Dataset entries
----------
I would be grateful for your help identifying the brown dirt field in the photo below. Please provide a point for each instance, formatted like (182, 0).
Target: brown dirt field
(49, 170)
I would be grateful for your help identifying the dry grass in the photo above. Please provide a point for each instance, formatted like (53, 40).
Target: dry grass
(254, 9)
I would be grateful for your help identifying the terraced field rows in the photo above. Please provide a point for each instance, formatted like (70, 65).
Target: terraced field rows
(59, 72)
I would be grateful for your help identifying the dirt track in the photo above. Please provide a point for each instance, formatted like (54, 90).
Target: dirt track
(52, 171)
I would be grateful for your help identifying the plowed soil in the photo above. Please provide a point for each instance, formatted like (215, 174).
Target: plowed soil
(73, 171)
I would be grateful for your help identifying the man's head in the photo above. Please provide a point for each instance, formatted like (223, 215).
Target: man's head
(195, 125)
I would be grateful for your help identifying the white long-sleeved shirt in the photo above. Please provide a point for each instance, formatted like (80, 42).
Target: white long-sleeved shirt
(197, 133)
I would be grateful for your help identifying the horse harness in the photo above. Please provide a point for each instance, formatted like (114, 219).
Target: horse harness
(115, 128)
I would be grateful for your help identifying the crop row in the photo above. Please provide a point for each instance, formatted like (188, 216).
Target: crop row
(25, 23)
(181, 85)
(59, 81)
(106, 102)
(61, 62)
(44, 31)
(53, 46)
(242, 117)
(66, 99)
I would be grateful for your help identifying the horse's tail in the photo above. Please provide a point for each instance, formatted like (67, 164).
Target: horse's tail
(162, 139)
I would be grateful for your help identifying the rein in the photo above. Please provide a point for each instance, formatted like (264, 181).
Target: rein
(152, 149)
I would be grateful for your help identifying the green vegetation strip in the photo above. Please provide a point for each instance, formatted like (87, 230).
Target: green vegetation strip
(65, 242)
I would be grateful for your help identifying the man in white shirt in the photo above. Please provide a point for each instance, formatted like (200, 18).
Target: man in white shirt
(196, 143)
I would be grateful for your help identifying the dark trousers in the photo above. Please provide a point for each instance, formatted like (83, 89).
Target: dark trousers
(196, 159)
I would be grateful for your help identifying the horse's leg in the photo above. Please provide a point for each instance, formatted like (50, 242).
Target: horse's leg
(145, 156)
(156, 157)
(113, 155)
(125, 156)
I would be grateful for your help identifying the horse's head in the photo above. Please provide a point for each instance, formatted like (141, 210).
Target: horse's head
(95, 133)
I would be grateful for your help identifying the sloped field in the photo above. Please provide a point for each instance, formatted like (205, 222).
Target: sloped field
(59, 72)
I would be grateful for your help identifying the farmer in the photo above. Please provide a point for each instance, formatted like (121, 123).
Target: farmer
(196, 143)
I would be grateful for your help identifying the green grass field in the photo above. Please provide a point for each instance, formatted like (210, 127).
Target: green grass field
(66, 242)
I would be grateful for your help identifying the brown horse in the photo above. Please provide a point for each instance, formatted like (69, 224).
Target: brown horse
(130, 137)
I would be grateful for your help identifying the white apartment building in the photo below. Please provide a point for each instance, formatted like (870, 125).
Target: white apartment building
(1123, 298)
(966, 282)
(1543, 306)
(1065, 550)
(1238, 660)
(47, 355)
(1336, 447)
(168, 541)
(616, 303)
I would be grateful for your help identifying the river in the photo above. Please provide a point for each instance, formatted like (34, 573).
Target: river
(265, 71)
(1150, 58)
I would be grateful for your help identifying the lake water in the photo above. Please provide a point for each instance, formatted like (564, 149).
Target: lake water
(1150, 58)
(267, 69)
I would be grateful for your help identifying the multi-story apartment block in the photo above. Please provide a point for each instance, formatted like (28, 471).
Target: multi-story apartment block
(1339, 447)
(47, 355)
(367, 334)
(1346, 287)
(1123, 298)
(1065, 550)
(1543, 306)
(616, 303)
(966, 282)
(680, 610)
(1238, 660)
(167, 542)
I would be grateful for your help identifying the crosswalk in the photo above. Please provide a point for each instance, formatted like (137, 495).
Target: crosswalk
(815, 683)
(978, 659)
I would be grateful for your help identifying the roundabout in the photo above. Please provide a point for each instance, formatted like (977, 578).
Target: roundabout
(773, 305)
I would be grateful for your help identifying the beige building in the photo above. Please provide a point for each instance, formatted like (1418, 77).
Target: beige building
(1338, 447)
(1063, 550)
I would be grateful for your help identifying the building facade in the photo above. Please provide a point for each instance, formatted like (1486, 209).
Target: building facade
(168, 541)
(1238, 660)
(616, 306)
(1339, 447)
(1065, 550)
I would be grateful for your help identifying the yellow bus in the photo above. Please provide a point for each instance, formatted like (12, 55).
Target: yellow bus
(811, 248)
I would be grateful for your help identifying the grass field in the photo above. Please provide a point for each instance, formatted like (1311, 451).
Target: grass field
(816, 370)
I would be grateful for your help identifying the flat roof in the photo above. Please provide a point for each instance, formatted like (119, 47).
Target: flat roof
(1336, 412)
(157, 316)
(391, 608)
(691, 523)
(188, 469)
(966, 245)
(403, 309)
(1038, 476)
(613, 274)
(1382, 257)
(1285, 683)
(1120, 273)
----------
• **WHAT YOU SHOULD DO**
Your reply should contain every entry, repeated exactly.

• **SOLUTION FOR THIS PROBLEM**
I would be grateful for your help identifying the brown dirt field in the photo below. Please provide a point for each instance, formatted like (182, 0).
Target: brown dirt field
(49, 170)
I would be grateful for your help identifying the dry grass in the photo above. Please provide a point for each instance, formatted like (53, 40).
Target: dry grass
(254, 9)
I would be grateful for your help identifying the terraced field rows in the photo above. Please provide a point for each instance, formatted like (70, 65).
Target: terraced field rows
(59, 72)
I would be grateful for your help identifying the dirt track in the photo above. Please provide a point for each instance, formatted like (54, 90).
Target: dirt track
(52, 171)
I would be grateful for your help identifying the plowed soil in the photo above. Please provide a point for each instance, formatted like (215, 174).
Target: plowed soil
(73, 171)
I would be grateful for your help identifying the man's head in the photo above. Please provide a point for each instance, formatted like (223, 215).
Target: man's head
(195, 125)
I would be grateful for your help identifying the white long-sleeved shirt in the photo above. Please provide a point for each instance, formatted like (80, 42).
Target: white long-sleeved shirt
(197, 133)
I would be grateful for your help identifying the horse harness in the photo above. Please provide a point for each instance, formatted like (114, 219).
Target: horse harness
(115, 128)
I would be grateful for your help identifying the crop row in the photo above. Please provide a point for each instance, formatted like (188, 216).
Target: crop row
(25, 23)
(181, 85)
(59, 81)
(106, 102)
(61, 62)
(44, 31)
(53, 46)
(242, 117)
(66, 99)
I would be grateful for your help identifying the horse's tail in the photo above. Please provide a point for each instance, formatted like (67, 164).
Target: horse's tail
(162, 139)
I would be grateful for your help identifying the rein in the photo above. Please provide a point for each instance, formatted like (264, 181).
Target: rein
(152, 149)
I would be grateful for your help identifying the green vegetation strip in the photo above. Please provide a point for each instance, formatted like (87, 230).
Target: green vegetation strip
(65, 242)
I would be grateful for your help identifying the man in white shirt in the photo above. Please provide a point for each instance, formatted like (200, 18).
Target: man in white shirt
(196, 143)
I would be grateful for your help identifying the dark trousers in the photo above. Please provide a point for each instance, formatted like (83, 89).
Target: dark trousers
(196, 159)
I would be grateful for your help identifying the horse's leg in the photo above. Please provide a point for each instance, formatted like (50, 242).
Target: horse's leg
(145, 156)
(156, 157)
(113, 155)
(125, 156)
I would be grateful for your help identifying the horse's head in the photo above. Please provide a point for each instance, formatted like (141, 210).
Target: horse's head
(95, 133)
I would be grateful for your help identifying the sloped field in the photo above. Please provide a point for each instance, formatted like (205, 222).
Target: sloped field
(59, 72)
I would be grateful for your help identifying the farmer in the photo above. Please provide a point for each instance, formatted like (121, 123).
Target: farmer
(196, 143)
I would be grateful for your help identifying the green grass field in the photo above. Please provide a point for each instance, formatted like (210, 127).
Target: green grass field
(66, 242)
I would be grateful for your help identifying the brown horse in the photo above. Please provide a point for each instance, formatted like (69, 224).
Target: brown horse
(130, 137)
I would be grateful for your help identifying the white apartment building in the photo below. Please provide a point for each instance, formatted like (870, 125).
Target: white apartment building
(1123, 298)
(966, 282)
(1543, 306)
(1065, 550)
(1238, 660)
(47, 355)
(1336, 447)
(168, 541)
(616, 303)
I would be grateful for your help identifying the river in the photo above. Please provide a point for each instance, formatted like (34, 573).
Target: river
(265, 71)
(1150, 58)
I would be grateful for your help identifying the lake water in the photo above. Please provide a point for each instance, formatted like (564, 149).
Target: lake water
(1150, 58)
(267, 69)
I would be grateful for your help identifying the multi-story apartment block in the photo above. Please provide a point for each instance, formatted like (28, 471).
Target: multi-story apartment block
(1339, 447)
(47, 355)
(367, 334)
(1346, 287)
(1123, 298)
(1065, 550)
(1543, 306)
(616, 303)
(966, 282)
(680, 610)
(1238, 660)
(167, 542)
I would be grateful for your help identifying the crosswalk in the photo above. Please provide a point for each instance, formatted like (137, 495).
Target: crosswalk
(815, 683)
(978, 659)
I would be grateful for your help identifying the roundabout in the photo above. Please provide a point for each instance, formatted like (977, 578).
Target: roundabout
(773, 305)
I would be grateful for your help identifying the beige building in the photo above. Please provide a point for each instance, formatted like (1418, 77).
Target: beige building
(1338, 447)
(1063, 550)
I would be grateful for your help identifying the building facade in the photo above. Please provide a point for each instance, formatted like (1486, 209).
Target: building facade
(168, 541)
(1238, 660)
(616, 306)
(1339, 447)
(1065, 550)
I would be grateful for your help identifying the yellow bus in the photo above. Please provide a point for each instance, formatted like (12, 55).
Target: yellow bus
(811, 248)
I would be grateful for your help identifying the grass field in the photo above. Please provide a point for each instance, formatted like (1311, 451).
Target: grass field
(816, 370)
I would be grateful for your help identifying the flat roof in the photo above. Please provide a point for each instance, formatted like (119, 47).
Target: flat roof
(1336, 412)
(157, 316)
(391, 608)
(691, 523)
(188, 469)
(966, 245)
(403, 309)
(1038, 476)
(613, 274)
(1382, 257)
(1285, 683)
(1120, 273)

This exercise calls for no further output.